Tally the lines in the records below that contain the string "courtyard". Reply with only the number.

___ Dataset

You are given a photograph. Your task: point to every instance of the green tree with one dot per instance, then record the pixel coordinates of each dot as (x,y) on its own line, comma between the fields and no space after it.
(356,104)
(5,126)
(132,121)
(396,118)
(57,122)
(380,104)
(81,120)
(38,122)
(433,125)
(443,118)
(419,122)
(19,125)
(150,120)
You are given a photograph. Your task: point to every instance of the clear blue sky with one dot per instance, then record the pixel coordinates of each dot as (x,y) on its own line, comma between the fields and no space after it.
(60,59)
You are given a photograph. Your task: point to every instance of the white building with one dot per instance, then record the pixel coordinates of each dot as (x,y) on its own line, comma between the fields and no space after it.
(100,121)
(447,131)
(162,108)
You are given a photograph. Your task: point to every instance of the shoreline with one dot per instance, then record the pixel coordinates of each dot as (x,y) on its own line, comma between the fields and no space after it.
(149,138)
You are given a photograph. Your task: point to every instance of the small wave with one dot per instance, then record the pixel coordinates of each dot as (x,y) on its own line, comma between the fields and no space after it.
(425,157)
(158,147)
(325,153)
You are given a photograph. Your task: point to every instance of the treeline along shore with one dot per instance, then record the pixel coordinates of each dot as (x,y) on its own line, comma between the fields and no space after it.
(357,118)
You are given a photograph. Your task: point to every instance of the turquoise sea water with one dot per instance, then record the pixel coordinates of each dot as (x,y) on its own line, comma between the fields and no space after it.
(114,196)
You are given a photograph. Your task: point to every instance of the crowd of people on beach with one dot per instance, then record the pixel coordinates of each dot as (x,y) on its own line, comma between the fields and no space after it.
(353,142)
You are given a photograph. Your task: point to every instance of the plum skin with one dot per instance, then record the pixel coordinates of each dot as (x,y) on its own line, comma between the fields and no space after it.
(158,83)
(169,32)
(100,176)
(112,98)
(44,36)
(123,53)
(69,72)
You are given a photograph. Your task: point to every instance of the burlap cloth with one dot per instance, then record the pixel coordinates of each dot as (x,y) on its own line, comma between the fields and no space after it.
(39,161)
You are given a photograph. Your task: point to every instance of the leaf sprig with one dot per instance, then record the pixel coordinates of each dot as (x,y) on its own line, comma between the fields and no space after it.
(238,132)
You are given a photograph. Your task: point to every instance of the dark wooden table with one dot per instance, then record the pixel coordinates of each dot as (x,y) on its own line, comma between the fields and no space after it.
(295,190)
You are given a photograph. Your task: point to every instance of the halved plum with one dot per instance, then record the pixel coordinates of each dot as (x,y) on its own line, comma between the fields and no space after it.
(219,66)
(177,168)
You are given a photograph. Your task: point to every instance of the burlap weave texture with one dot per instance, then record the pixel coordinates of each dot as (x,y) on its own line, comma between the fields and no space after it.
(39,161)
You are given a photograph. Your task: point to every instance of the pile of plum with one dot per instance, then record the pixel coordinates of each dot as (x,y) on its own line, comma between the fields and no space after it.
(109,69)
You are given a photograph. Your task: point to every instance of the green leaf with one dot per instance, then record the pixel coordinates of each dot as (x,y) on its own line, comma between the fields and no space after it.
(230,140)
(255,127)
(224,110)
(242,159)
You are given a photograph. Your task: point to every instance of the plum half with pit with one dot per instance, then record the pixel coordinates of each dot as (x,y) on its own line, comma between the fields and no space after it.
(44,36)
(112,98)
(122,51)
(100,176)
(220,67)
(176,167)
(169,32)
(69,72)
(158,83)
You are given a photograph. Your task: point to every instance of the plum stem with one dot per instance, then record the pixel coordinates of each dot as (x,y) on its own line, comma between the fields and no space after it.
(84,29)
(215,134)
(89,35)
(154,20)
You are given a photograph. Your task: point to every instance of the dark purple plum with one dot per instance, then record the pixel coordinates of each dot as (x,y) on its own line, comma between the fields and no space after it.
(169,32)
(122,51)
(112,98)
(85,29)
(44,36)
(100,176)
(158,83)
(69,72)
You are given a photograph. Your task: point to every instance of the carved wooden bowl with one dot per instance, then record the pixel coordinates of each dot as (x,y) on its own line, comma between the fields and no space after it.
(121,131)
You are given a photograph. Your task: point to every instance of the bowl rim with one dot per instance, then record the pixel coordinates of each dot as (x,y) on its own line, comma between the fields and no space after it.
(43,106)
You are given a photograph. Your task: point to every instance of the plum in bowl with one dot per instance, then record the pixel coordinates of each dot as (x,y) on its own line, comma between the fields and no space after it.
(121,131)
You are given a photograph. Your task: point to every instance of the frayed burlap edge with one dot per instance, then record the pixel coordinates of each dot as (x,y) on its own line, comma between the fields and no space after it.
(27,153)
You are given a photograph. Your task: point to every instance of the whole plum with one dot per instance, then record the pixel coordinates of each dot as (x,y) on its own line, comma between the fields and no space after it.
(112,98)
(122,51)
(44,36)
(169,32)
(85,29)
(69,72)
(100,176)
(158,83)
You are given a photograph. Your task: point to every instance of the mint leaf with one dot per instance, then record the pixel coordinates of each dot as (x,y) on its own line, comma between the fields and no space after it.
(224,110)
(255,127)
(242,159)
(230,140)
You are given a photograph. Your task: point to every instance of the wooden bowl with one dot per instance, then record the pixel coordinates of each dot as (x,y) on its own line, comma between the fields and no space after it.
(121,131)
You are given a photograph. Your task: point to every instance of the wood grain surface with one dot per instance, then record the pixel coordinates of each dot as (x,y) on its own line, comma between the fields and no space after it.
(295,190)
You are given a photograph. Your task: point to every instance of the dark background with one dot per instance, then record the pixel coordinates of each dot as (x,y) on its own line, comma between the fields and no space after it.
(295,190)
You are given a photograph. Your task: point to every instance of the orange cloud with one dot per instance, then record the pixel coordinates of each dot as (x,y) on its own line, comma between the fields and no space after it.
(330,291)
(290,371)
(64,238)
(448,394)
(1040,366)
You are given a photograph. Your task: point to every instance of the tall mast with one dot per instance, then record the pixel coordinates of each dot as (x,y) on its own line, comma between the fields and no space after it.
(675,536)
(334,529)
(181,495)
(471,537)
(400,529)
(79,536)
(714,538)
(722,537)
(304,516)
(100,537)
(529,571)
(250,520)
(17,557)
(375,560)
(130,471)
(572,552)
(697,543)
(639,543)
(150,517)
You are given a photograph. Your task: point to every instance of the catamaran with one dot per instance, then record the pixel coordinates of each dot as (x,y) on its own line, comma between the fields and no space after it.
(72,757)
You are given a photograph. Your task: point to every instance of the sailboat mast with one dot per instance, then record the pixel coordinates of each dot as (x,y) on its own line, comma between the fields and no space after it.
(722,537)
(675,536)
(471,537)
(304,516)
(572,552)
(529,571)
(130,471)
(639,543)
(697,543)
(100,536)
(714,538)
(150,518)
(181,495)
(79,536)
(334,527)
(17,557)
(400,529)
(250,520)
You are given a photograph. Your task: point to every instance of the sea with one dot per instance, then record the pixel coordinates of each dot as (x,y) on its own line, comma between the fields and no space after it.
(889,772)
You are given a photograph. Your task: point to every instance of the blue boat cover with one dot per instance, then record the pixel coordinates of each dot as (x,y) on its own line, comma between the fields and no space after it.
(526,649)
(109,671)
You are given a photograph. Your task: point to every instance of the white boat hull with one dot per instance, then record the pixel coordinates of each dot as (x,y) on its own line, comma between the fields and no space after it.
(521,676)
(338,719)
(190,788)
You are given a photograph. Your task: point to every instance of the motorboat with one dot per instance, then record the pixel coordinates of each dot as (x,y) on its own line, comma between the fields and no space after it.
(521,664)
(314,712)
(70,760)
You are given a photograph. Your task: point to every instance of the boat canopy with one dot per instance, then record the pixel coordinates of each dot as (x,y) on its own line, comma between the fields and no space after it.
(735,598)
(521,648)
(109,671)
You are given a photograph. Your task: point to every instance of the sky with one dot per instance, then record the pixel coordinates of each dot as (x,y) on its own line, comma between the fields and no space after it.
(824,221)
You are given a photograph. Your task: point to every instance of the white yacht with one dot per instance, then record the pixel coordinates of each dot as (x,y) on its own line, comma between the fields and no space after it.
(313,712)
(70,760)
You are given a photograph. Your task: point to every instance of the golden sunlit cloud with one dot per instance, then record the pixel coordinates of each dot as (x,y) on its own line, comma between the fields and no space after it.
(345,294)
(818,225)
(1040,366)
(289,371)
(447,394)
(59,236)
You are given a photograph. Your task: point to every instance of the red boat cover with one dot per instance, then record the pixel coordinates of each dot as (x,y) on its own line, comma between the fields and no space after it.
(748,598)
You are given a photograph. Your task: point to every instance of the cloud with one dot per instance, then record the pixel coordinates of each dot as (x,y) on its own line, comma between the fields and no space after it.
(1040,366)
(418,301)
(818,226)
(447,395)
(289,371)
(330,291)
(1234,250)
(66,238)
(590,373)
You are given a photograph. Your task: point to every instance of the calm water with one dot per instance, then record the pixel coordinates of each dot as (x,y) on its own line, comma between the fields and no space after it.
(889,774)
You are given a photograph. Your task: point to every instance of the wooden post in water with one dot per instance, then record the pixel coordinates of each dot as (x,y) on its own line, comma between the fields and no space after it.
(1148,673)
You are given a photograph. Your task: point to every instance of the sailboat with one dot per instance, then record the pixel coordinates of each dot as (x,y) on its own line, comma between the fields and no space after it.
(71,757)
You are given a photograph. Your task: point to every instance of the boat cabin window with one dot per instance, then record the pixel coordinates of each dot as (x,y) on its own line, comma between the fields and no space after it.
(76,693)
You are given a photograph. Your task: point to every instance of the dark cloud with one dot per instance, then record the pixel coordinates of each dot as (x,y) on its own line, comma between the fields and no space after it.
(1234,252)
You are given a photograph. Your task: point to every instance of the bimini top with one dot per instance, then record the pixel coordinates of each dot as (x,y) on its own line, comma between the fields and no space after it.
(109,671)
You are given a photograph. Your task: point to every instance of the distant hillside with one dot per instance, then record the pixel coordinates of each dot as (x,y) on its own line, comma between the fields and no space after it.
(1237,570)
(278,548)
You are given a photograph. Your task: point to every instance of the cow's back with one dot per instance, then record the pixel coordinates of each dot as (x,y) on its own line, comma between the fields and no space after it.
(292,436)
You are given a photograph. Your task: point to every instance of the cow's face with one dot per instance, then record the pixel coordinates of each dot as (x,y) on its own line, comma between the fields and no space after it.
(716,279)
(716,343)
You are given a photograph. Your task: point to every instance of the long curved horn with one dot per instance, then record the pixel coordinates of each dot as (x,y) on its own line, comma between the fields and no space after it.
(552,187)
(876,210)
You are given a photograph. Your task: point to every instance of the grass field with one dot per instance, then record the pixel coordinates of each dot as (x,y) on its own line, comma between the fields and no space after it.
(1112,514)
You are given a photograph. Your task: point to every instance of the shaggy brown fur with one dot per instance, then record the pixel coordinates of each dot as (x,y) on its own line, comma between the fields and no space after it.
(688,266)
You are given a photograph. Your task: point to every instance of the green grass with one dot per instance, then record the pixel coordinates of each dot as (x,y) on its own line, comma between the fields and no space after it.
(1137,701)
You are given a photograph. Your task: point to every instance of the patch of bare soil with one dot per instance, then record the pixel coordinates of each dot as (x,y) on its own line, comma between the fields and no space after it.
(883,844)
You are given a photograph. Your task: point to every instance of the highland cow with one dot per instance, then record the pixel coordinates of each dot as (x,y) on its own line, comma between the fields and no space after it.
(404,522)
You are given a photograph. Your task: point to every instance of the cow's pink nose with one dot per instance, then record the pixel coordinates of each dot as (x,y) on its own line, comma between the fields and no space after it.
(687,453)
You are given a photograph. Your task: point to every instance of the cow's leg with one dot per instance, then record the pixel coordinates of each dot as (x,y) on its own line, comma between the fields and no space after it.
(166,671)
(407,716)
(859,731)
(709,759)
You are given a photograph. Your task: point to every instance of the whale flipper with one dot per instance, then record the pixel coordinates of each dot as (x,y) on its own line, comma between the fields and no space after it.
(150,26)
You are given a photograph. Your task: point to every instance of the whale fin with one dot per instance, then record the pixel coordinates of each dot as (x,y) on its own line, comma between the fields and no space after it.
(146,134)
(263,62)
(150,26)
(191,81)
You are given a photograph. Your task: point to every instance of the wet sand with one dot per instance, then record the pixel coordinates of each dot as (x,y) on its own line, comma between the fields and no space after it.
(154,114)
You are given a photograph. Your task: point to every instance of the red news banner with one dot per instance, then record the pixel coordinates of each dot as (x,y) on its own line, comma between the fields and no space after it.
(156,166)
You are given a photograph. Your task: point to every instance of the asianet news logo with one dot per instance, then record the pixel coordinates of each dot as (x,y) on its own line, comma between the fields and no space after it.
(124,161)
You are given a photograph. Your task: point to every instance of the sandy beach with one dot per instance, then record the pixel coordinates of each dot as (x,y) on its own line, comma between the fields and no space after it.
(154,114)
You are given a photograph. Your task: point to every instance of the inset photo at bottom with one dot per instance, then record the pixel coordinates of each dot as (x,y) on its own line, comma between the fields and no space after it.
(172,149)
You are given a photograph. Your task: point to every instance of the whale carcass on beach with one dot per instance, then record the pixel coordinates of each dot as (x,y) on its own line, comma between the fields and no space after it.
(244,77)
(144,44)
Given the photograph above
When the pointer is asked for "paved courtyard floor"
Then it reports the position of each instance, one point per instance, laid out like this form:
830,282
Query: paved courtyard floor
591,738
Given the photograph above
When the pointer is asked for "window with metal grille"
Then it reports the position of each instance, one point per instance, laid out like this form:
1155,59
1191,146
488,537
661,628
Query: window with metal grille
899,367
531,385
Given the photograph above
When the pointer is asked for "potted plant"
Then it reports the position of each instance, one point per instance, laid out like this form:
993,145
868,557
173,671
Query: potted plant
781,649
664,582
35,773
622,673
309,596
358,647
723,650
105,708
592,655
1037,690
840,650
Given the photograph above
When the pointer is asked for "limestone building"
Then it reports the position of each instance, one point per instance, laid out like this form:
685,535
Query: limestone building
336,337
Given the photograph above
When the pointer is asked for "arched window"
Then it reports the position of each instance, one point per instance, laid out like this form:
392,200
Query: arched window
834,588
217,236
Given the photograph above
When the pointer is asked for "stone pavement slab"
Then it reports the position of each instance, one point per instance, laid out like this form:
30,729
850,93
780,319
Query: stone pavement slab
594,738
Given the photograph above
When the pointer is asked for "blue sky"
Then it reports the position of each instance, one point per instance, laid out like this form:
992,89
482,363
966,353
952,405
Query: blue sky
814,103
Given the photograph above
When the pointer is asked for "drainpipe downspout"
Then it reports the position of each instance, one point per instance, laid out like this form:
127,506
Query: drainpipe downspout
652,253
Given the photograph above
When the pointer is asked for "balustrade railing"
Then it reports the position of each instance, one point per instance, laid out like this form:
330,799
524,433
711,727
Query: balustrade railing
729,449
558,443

______

**Expected answer**
2